● **Supplied passage**:
--------------------
• First ever national report into state of Shared Lives care across England
• Findings show approach is delivering better lives for nearly 10,000 people nationally
• Shared Lives sector could deliver Health and Care savings of £150m if good examples are mirrored nationally
The first ever large scale report into Shared Lives care in England has shown how almost 10,000 disabled and vulnerable adults are enjoying improved lives as a result of living in Shared Lives arrangements.
Shared Lives is a radical form of care that centres on sharing home, family and community life, in supporting older and disabled adults to lead fulfilling and active lives. Uniquely, it enables people from all kinds of backgrounds to draw on their families, friends and neighbours in supporting some of our most isolated and vulnerable citizens, using the Shared Lives carer’s own family home.
--------------------
Data records
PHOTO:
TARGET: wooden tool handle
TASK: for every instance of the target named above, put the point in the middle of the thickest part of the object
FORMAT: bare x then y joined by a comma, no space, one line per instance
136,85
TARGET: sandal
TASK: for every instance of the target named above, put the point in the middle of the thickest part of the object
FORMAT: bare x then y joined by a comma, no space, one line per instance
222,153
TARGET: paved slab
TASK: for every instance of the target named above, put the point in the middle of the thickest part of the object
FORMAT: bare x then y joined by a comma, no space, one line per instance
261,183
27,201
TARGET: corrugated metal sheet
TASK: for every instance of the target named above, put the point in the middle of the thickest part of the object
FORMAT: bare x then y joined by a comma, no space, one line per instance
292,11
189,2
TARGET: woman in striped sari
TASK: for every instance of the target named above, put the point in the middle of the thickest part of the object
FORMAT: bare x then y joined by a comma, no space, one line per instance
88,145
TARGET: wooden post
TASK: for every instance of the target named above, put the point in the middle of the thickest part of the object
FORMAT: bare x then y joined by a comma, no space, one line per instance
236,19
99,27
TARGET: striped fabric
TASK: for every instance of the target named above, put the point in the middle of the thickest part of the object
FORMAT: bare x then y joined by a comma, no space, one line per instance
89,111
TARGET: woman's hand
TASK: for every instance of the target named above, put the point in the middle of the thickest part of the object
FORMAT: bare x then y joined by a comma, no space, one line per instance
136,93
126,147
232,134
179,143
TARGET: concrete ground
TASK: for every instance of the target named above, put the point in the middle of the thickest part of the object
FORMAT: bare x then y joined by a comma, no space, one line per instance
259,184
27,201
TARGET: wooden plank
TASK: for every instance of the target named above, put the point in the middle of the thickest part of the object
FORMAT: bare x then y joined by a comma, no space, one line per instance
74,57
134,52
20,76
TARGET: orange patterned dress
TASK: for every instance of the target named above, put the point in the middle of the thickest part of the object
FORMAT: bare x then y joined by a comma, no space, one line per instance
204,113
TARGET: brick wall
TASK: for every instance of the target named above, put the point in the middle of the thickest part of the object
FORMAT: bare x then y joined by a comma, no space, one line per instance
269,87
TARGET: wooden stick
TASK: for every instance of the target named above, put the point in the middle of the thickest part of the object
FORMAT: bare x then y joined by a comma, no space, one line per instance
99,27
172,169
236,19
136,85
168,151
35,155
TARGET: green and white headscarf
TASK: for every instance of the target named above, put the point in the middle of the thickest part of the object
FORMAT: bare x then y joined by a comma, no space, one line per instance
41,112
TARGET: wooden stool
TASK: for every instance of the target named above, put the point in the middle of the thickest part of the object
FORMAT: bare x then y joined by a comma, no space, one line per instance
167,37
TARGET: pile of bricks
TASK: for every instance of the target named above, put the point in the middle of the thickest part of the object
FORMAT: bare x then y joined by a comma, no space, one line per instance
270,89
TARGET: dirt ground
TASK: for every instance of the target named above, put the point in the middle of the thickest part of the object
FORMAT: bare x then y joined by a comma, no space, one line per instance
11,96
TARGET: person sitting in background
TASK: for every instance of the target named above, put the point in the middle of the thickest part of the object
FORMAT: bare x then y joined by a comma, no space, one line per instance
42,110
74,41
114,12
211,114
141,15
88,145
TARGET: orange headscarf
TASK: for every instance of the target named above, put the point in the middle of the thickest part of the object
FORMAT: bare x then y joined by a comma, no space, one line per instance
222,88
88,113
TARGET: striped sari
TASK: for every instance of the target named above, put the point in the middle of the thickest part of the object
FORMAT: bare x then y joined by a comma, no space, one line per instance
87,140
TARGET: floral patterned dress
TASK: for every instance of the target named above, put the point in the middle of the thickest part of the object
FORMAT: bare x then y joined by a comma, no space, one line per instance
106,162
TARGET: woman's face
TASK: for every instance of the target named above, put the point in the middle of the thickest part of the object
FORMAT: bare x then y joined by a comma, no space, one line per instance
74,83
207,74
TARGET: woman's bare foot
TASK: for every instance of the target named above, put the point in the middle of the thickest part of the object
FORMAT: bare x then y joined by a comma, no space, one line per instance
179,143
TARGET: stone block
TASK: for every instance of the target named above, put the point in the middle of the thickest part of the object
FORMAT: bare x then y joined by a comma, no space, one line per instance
--------------------
● **What the task asks**: Copy out the whole Shared Lives report text word for word. The data records play no part in what comes next.

● **Answer space**:
• First ever national report into state of Shared Lives care across England
• Findings show approach is delivering better lives for nearly 10,000 people nationally
• Shared Lives sector could deliver Health and Care savings of £150m if good examples are mirrored nationally
The first ever large scale report into Shared Lives care in England has shown how almost 10,000 disabled and vulnerable adults are enjoying improved lives as a result of living in Shared Lives arrangements.
Shared Lives is a radical form of care that centres on sharing home, family and community life, in supporting older and disabled adults to lead fulfilling and active lives. Uniquely, it enables people from all kinds of backgrounds to draw on their families, friends and neighbours in supporting some of our most isolated and vulnerable citizens, using the Shared Lives carer’s own family home.